• Problem description: Reproduce the whole listing, keeping every character the same.

• Exercise material:
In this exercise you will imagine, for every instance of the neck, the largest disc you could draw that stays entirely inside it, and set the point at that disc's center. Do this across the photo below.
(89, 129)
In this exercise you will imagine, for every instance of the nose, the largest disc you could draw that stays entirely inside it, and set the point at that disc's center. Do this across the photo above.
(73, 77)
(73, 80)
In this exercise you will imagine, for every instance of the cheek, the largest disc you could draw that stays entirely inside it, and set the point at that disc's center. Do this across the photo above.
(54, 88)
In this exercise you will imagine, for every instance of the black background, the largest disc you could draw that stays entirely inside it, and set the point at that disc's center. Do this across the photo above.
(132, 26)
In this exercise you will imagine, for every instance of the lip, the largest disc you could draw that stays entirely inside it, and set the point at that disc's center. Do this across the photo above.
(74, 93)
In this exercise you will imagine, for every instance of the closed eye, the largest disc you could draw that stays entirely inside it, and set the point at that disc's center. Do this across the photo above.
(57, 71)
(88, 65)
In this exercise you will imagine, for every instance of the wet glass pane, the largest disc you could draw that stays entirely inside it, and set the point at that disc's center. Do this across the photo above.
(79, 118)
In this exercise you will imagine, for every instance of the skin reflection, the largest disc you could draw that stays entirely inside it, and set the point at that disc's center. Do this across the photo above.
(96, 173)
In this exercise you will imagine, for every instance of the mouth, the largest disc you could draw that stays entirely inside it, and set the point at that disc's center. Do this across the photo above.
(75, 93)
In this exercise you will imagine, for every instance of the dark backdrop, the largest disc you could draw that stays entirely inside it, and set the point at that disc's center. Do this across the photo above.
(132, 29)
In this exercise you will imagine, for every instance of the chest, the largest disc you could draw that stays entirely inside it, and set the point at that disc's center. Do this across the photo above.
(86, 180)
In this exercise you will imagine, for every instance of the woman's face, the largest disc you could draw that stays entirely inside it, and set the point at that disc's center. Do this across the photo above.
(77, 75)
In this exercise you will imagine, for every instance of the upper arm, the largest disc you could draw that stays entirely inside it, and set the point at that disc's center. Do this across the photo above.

• Response to the exercise:
In this exercise you will imagine, for every instance of the neck, the largest disc you could draw that stays entirely inside it, and set the point at that disc's center. Do this across the photo below.
(89, 129)
In this exercise you will imagine, for every instance of the nose, the largest disc you could draw that stays entirely inside it, and set the point at that disc's center. Do this across the photo above.
(73, 77)
(73, 80)
In this exercise you will imagine, for every instance of the cheek, the largest disc you could draw that stays entirely inside it, and set the point at that disc's center. Do this across the photo above.
(54, 88)
In this exercise you will imagine, for every instance of the black background, the largest disc you could draw that stays entirely inside it, and set the point at that disc's center. Do this across the photo above.
(132, 26)
In this exercise you will imagine, for every instance of the lip, the largest disc you could draw that stays entirely inside it, and set the point at that disc's center. Do this across the photo above.
(74, 93)
In this exercise you will imagine, for every instance of the closed eye, the largest disc you could draw that stays entirely inside it, and set the point at that disc's center. Do this across the photo above.
(57, 71)
(88, 65)
In this exercise you will imagine, for every instance of the wet glass pane, the largest disc you could draw that stays entirely inside it, and set the point at that disc's center. Do this across the photo above.
(79, 118)
In this exercise you will imagine, for every instance of the skin reflection, the largest disc you could draw that stays entirely inside it, and set the point at that disc's center. Do this across the photo above.
(96, 173)
In this exercise you will imagine, for every instance of the mouth, the largest disc you could draw that stays entirely inside it, and set the point at that disc's center. Do this across the photo above.
(75, 93)
In this exercise you will imagine, for every instance of the dark backdrop, the largest disc you could draw that stays entirely inside it, and set the point at that disc's center. Do this across the photo above.
(132, 29)
In this exercise you will imagine, for every instance of the chest, the largest disc you could draw that stays entirely inside it, and set the point at that disc's center. Do this across the photo above.
(86, 180)
In this exercise you will imagine, for every instance of the woman's face, the largest disc you could draw that stays entirely inside it, and set the point at that disc's center. Do this across the photo above.
(77, 75)
In this exercise you will imagine, for every instance of the upper arm, the largest disc you could draw that stays entirely inside it, and set the point at that disc's center. Do this across the photo above.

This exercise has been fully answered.